■ **Work instruction**: Transcribe the listing below exactly, leaving out each image.

+-------+

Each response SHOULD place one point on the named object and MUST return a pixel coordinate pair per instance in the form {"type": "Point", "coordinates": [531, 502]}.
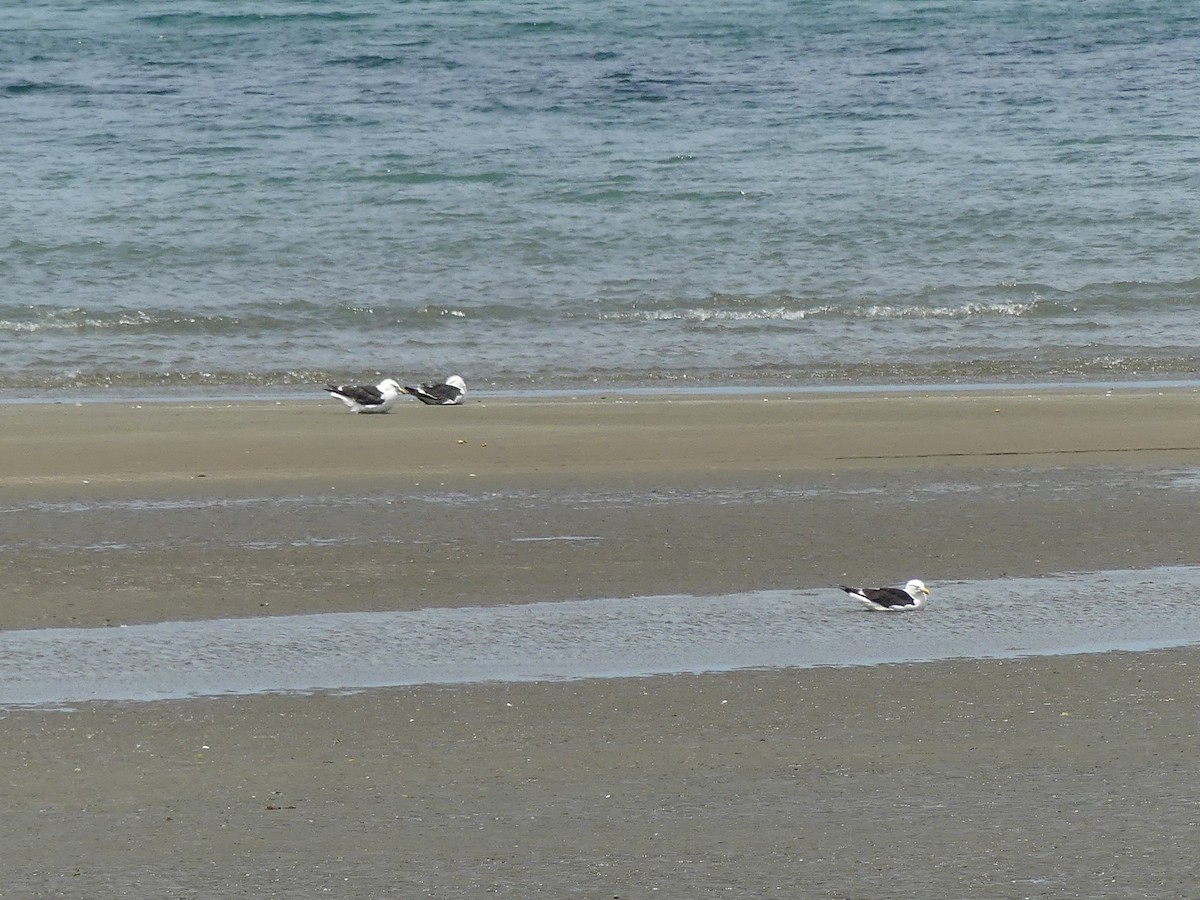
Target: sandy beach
{"type": "Point", "coordinates": [1055, 777]}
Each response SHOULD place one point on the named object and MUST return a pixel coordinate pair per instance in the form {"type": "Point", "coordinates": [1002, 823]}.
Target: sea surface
{"type": "Point", "coordinates": [551, 195]}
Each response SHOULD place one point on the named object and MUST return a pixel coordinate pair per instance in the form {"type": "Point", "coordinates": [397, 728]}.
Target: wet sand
{"type": "Point", "coordinates": [1049, 777]}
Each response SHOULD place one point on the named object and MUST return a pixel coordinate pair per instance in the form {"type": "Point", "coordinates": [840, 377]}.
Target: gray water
{"type": "Point", "coordinates": [1081, 612]}
{"type": "Point", "coordinates": [210, 195]}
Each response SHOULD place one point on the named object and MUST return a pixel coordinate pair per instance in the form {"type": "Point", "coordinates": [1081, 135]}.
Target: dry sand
{"type": "Point", "coordinates": [1062, 777]}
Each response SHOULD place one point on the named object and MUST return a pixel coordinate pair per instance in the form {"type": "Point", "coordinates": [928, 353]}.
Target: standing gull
{"type": "Point", "coordinates": [447, 394]}
{"type": "Point", "coordinates": [366, 397]}
{"type": "Point", "coordinates": [911, 597]}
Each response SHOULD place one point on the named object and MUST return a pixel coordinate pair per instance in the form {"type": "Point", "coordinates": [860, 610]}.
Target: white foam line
{"type": "Point", "coordinates": [595, 639]}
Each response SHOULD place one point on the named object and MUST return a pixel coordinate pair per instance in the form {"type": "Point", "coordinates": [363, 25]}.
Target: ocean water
{"type": "Point", "coordinates": [540, 195]}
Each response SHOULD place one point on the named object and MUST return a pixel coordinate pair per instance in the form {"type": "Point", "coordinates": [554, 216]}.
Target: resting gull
{"type": "Point", "coordinates": [447, 394]}
{"type": "Point", "coordinates": [911, 597]}
{"type": "Point", "coordinates": [367, 397]}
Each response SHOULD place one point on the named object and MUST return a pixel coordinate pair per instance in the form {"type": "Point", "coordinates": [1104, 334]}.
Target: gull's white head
{"type": "Point", "coordinates": [916, 587]}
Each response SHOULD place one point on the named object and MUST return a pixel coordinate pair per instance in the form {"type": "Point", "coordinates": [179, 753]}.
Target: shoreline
{"type": "Point", "coordinates": [675, 388]}
{"type": "Point", "coordinates": [120, 514]}
{"type": "Point", "coordinates": [1066, 775]}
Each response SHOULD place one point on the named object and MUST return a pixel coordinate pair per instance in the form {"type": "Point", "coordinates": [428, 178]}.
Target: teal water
{"type": "Point", "coordinates": [553, 195]}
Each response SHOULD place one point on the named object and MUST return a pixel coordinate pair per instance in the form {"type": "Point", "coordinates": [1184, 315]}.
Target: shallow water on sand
{"type": "Point", "coordinates": [1079, 612]}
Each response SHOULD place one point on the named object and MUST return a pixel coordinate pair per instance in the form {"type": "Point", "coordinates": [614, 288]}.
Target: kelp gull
{"type": "Point", "coordinates": [911, 597]}
{"type": "Point", "coordinates": [447, 394]}
{"type": "Point", "coordinates": [367, 397]}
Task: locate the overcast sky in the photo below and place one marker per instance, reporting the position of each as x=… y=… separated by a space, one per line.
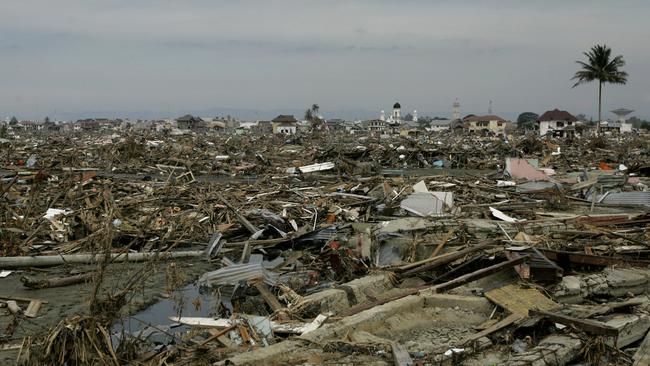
x=123 y=56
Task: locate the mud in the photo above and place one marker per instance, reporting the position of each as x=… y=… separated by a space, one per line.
x=67 y=301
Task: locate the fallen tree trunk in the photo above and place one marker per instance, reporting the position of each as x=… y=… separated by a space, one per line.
x=56 y=281
x=55 y=260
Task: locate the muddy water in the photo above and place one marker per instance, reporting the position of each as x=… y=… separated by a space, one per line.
x=64 y=302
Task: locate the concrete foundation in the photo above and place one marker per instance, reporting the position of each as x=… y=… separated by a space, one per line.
x=612 y=282
x=554 y=350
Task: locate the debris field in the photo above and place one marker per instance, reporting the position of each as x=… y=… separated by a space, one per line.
x=445 y=249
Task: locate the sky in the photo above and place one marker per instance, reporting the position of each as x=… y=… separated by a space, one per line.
x=160 y=58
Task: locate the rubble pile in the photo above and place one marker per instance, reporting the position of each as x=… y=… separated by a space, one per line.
x=444 y=249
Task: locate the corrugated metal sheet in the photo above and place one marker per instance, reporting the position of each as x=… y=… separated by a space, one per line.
x=626 y=198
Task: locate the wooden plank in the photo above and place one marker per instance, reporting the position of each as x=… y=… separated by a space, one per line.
x=443 y=241
x=642 y=355
x=459 y=281
x=518 y=300
x=587 y=325
x=441 y=260
x=401 y=356
x=277 y=327
x=437 y=288
x=509 y=320
x=33 y=308
x=268 y=297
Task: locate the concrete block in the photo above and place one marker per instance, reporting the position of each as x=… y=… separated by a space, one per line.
x=556 y=350
x=334 y=300
x=631 y=327
x=476 y=304
x=373 y=285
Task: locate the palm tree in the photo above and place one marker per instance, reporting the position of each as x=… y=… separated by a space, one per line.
x=600 y=66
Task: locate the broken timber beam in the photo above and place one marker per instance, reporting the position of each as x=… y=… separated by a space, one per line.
x=459 y=281
x=589 y=259
x=56 y=281
x=436 y=288
x=55 y=260
x=441 y=260
x=243 y=220
x=587 y=325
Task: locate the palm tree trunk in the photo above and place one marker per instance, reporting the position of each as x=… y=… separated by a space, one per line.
x=600 y=98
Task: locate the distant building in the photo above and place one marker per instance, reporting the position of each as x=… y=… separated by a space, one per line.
x=189 y=122
x=485 y=124
x=410 y=129
x=262 y=128
x=557 y=123
x=285 y=124
x=335 y=125
x=622 y=113
x=438 y=125
x=377 y=126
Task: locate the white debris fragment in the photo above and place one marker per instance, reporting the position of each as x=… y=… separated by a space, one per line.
x=501 y=216
x=54 y=212
x=505 y=183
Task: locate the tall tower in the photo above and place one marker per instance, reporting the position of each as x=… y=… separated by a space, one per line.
x=456 y=111
x=397 y=112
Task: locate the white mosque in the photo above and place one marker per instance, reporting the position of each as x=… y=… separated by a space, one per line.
x=396 y=116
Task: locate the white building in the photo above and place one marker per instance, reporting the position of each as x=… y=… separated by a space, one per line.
x=557 y=122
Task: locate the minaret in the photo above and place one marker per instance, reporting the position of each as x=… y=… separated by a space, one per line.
x=456 y=111
x=397 y=110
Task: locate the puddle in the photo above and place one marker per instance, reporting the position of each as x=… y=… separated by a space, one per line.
x=153 y=323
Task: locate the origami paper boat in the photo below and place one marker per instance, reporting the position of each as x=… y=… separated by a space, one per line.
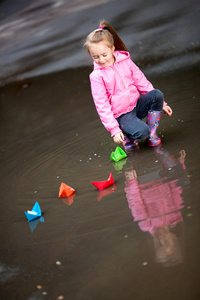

+-------+

■ **Response for this exercise**:
Each response SHOULD place one point on the named object and MUST return a pixel coordinate pair per instance in the form {"type": "Point", "coordinates": [531, 502]}.
Target: sandy beach
{"type": "Point", "coordinates": [1055, 777]}
Each response SHOULD place one point on the named object and MUST return a pixel coordinate pair per instance in the form {"type": "Point", "coordinates": [1002, 823]}.
Target: sea surface
{"type": "Point", "coordinates": [551, 195]}
Each response SHOULD place one point on the named object and MUST return a pixel coordinate pair per instance in the form {"type": "Point", "coordinates": [397, 728]}.
Target: wet sand
{"type": "Point", "coordinates": [1049, 777]}
Each response SHOULD place one point on the named object and MUST return a pixel coordinate pair per instance in the form {"type": "Point", "coordinates": [840, 377]}.
Target: gray water
{"type": "Point", "coordinates": [1081, 612]}
{"type": "Point", "coordinates": [210, 195]}
Each response SHOULD place one point on the named object and MUST return a pixel coordinate pair per instance in the form {"type": "Point", "coordinates": [1081, 135]}.
Target: dry sand
{"type": "Point", "coordinates": [1062, 777]}
Each response SHOULD place one point on the named object and MUST return a pixel coordinate pair per instance in the form {"type": "Point", "coordinates": [928, 353]}.
Target: standing gull
{"type": "Point", "coordinates": [447, 394]}
{"type": "Point", "coordinates": [366, 397]}
{"type": "Point", "coordinates": [911, 597]}
Each response SHOULD place one point on the named object and MUST return a pixel coordinate pair per instance in the form {"type": "Point", "coordinates": [860, 610]}.
Target: white foam line
{"type": "Point", "coordinates": [595, 639]}
Each response SHOULD place one point on the named object and MUST return a pixel coordinate pair per instance in the form {"type": "Point", "coordinates": [363, 25]}.
Target: ocean water
{"type": "Point", "coordinates": [540, 195]}
Each response SHOULD place one point on the named object and MUST return a pixel coordinate pair per instance in the form {"type": "Point", "coordinates": [554, 216]}.
Target: resting gull
{"type": "Point", "coordinates": [447, 394]}
{"type": "Point", "coordinates": [911, 597]}
{"type": "Point", "coordinates": [367, 397]}
Each response SHOULD place one point on the named object and MUST return a pixel coordinate pair per instance in the form {"type": "Point", "coordinates": [1104, 334]}.
Target: gull's white head
{"type": "Point", "coordinates": [916, 587]}
Each response SHOULD place one point on the named object and MUST return a pixel coordinate pair per instance in the form {"type": "Point", "coordinates": [179, 753]}.
Target: shoreline
{"type": "Point", "coordinates": [675, 388]}
{"type": "Point", "coordinates": [120, 514]}
{"type": "Point", "coordinates": [1066, 775]}
Each response SHOULD place one point on the named object and MUST return a pixel coordinate pair per instance in the form {"type": "Point", "coordinates": [428, 178]}.
Target: teal water
{"type": "Point", "coordinates": [553, 195]}
Each response SHOULD place one point on the named object and MUST return a pixel coordinate pair per instance in the form {"type": "Point", "coordinates": [1184, 315]}.
Target: shallow water on sand
{"type": "Point", "coordinates": [1079, 612]}
Each response SHOULD place one point on the named object and MUST return a pixel coordinate pair per instance in the form {"type": "Point", "coordinates": [614, 288]}.
Target: kelp gull
{"type": "Point", "coordinates": [911, 597]}
{"type": "Point", "coordinates": [447, 394]}
{"type": "Point", "coordinates": [367, 397]}
Task: locate the overcast sky in the photo below and place one marker per instance, reporting the position of each as x=… y=… separated by a space, one per line.
x=123 y=56
Task: locate the mud in the photo above and place one marker per instance, reporting the position of each as x=… y=… separated by a space, one per line.
x=67 y=301
Task: locate the fallen tree trunk in the photo above and place one marker per instance, reporting the position of each as x=… y=… separated by a space, one per line.
x=56 y=281
x=55 y=260
Task: locate the muddy water in the photo above and place one marker per instance, reporting the position of each as x=… y=… separated by a space, one per line.
x=64 y=302
Task: locate the concrete foundation in the photo above and place one marker per instance, reporting the position of each as x=… y=… separated by a space, one per line.
x=612 y=282
x=554 y=350
Task: locate the debris field in the photo above and place one marker per instance, reporting the position of each as x=… y=… separated by a space, one per line.
x=445 y=249
Task: locate the sky in the photo above and place one marker per instance, reporting the position of each as x=… y=… separated by a space, one per line.
x=160 y=58
Task: locate the rubble pile in the photo above and place one marker per instance, reporting the position of each as x=… y=… separated by a space, one per line.
x=444 y=249
Task: locate the corrugated metal sheet in the photo above and place one marker per instance, reporting the position of each as x=… y=… separated by a space, one per line.
x=626 y=198
Task: locate the wooden plank in the photo above and place one marker per instance, reporting the position of each as x=… y=… separated by a space, one per line.
x=443 y=241
x=642 y=355
x=459 y=281
x=518 y=300
x=587 y=325
x=441 y=260
x=401 y=356
x=277 y=327
x=437 y=288
x=509 y=320
x=33 y=308
x=268 y=297
Task: locate the concrete block in the photo above and place one marker per instance, reporting the position of each as x=… y=… separated by a space, one per line.
x=556 y=350
x=334 y=300
x=631 y=327
x=476 y=304
x=373 y=285
Task: locate the palm tree in the photo above and place one marker per instance, reporting the position of each as x=… y=… separated by a space, one per line.
x=600 y=66
Task: locate the broken timber beam in the photo above and place one marker per instance, reporting the position of each as x=… y=… separated by a space, one per line.
x=459 y=281
x=589 y=259
x=56 y=281
x=436 y=288
x=55 y=260
x=441 y=260
x=243 y=220
x=587 y=325
Task: locate the palm tree trunk in the photo above and place one marker per instance, reporting the position of each as x=… y=… separated by a space, one per line.
x=600 y=98
Task: locate the distant building in the photo above and place one marker per instance, reporting the position of each as x=… y=… separated by a space, one per line.
x=189 y=122
x=485 y=124
x=410 y=129
x=262 y=128
x=557 y=123
x=285 y=124
x=335 y=125
x=622 y=113
x=438 y=125
x=377 y=126
Task: locate the white debris fragment in the photo above and place one marker per instance, reporting the position of each as x=… y=… separated by a space, one per line.
x=501 y=216
x=54 y=212
x=505 y=183
Task: locate the tall tower in the photo above and place one marker per instance, reporting the position of each as x=… y=… separated by a space, one per line.
x=456 y=111
x=397 y=112
Task: locate the white mosque in the photo above and place one marker per instance, reporting the position of each as x=… y=… separated by a space, one per line.
x=396 y=116
Task: locate the white building in the photo above and place one marker per instance, reporting the position of each as x=… y=… separated by a space, one per line.
x=557 y=122
Task: locate the minaret in the photo above and place one marker per instance, reporting the position of each as x=… y=… separated by a space, one per line.
x=456 y=111
x=397 y=110
Task: locate the puddle in the photo above and place one marker per instance, reporting the position of each as x=… y=… separated by a space, one per line.
x=153 y=323
Task: locate the origami paper boat in the photo below and place one marker per instance, reporting the position of each as x=… y=… separated by a space, one per line.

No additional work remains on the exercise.